The Early Start Program in Northern California counsels over 8,000 pregnant people a year with its 46 therapists who are experts in the field. Pictured, Marina Parla, 4 years sober, with her 3-year-old son, Elijah.

At the lowest point of her cocaine addiction, Marina Parla would recoil at what she saw in the mirror.

“There was no one home, and there was no light in my eyes,” the 34-year-old singer songwriter recalled. “You look terrible when you do drugs. My eyes were sunken in, and I was losing my hair. I was dying before my eyes.”

Knowing she couldn’t live like that forever and terrified by drug-and-alcohol-induced hallucinations, she quit drinking and doing cocaine every day. Then she got pregnant.

Still smoking cigarettes and marijuana, and in a fragile state of recovery from cocaine and alcohol, a Kaiser Permanente ob-gyn referred her to the Northern California Early Start Program.

With the help of the program and her own determination to have a healthy baby, Parla is now sober four years with a happy 3-year-old “wild child” named Elijah.

Marina Parla’s son, Elijah

Elijah loves to eat and play with his dinosaur toys, and he’s obsessed with the clear ocean water where they now live in the Florida panhandle. Parla credits her Kaiser Permanente Early Start therapist, Nikko Melander, for helping shine a light on what drove her addiction. She also showed her a toolbox to reduce stress and stay clean.

“With Nikko, we dissected everything in my life,” said Parla. “We talked about why I used, the hurt that drove me to continue to use, the ritual around it, and the dopamine response I’d get from it. We broke down all these things going all the way back to childhood trauma and all these ugly things nobody wants to talk about.”

_Using the information_
1 > Retype the article on the Early Start Program between "The Early Start" and "in the mirror.", inclusive.
2 > Answer these questions using the article on the Early Start Program:
(a) How many therapists does the Early Start Program have?
(b) Which Early Start therapist does Parla credit with helping her?
(c) Where do Parla and Elijah now live?

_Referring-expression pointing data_

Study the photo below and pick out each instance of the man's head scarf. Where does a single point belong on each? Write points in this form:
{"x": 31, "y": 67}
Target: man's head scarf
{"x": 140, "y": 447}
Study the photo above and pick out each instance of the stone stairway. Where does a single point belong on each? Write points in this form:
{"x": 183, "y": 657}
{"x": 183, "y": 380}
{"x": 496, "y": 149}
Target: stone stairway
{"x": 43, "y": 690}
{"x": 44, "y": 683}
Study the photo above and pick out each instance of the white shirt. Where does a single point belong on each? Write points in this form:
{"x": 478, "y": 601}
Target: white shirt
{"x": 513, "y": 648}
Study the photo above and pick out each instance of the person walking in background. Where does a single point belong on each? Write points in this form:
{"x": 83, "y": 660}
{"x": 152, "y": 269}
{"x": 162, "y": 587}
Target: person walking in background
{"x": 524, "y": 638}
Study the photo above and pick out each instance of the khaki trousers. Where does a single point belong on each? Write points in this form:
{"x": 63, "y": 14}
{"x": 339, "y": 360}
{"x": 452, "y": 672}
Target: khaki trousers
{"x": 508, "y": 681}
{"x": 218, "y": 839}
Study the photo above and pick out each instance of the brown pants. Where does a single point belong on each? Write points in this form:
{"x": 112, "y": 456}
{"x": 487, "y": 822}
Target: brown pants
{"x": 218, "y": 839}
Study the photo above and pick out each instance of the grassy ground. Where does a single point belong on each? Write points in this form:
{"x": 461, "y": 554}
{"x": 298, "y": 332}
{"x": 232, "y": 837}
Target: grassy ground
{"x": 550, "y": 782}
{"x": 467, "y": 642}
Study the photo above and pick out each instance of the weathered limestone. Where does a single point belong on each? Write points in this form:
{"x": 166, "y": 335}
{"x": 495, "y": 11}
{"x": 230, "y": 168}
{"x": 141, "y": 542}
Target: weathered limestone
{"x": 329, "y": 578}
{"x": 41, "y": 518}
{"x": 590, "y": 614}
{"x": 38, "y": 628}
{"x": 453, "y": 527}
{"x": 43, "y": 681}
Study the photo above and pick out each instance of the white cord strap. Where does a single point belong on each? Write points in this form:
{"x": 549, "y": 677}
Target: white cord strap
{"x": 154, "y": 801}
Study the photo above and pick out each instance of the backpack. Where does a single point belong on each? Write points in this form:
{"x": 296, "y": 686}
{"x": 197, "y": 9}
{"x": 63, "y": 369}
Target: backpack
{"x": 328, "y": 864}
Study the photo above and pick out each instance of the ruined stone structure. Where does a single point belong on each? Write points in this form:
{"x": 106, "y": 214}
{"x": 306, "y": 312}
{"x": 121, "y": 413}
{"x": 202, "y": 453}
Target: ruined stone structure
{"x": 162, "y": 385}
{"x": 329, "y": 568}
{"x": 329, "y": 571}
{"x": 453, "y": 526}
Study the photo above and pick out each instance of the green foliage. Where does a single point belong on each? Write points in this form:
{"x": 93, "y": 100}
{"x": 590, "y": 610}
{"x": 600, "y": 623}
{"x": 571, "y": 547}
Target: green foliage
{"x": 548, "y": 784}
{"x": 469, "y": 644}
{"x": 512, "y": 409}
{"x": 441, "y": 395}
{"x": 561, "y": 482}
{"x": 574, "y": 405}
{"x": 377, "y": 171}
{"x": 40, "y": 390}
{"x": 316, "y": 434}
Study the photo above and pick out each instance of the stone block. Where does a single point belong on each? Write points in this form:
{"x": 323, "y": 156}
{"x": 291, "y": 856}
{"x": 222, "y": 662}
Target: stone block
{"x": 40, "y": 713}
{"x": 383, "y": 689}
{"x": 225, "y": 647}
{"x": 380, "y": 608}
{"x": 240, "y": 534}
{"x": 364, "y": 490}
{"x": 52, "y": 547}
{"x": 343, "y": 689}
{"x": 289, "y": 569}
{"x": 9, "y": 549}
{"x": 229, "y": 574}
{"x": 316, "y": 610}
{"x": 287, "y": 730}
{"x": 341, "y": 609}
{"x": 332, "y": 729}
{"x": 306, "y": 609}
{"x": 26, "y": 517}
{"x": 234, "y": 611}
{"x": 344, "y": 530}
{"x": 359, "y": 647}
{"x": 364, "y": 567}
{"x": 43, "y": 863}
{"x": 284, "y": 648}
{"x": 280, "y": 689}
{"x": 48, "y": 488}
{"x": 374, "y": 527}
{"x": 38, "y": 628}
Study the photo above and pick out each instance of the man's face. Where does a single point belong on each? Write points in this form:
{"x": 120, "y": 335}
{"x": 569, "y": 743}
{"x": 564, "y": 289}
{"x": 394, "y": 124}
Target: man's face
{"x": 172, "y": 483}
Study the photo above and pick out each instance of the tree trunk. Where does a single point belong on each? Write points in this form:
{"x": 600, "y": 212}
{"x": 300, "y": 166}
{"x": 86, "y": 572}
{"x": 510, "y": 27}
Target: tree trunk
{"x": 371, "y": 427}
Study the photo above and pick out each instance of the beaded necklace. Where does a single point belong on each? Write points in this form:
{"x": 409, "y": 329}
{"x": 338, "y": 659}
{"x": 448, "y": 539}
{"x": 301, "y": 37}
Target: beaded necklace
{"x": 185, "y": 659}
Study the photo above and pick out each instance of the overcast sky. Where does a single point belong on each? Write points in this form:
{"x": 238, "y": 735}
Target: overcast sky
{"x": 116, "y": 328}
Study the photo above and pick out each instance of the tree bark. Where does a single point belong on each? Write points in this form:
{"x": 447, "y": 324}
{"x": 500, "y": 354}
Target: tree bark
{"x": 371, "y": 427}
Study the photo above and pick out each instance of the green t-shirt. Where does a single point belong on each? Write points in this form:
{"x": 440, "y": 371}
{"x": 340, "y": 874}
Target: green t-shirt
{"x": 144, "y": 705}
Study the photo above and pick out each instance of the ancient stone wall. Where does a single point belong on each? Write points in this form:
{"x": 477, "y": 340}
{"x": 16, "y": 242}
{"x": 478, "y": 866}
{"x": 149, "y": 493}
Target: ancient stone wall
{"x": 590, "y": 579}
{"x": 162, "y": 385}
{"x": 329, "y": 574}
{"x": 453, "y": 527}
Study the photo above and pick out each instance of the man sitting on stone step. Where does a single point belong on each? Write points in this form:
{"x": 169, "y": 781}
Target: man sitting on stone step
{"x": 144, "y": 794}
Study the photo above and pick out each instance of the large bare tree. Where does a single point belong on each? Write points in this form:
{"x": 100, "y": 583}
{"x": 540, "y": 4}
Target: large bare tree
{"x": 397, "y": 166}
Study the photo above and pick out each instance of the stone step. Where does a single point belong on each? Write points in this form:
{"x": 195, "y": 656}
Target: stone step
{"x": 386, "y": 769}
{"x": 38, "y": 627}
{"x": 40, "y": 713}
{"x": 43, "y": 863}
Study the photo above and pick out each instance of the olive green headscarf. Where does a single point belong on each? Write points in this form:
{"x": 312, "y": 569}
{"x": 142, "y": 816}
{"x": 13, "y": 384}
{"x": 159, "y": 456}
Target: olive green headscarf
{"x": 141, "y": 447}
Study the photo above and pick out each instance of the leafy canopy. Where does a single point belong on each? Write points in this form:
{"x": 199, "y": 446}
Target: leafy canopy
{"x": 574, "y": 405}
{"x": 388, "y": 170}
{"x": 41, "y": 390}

_Exercise solutions_
1 >
The Early Start Program in Northern California counsels over 8,000 pregnant people a year with its 46 therapists who are experts in the field. Pictured, Marina Parla, 4 years sober, with her 3-year-old son, Elijah.

At the lowest point of her cocaine addiction, Marina Parla would recoil at what she saw in the mirror.

2 >
(a) 46
(b) Nikko Melander
(c) The Florida panhandle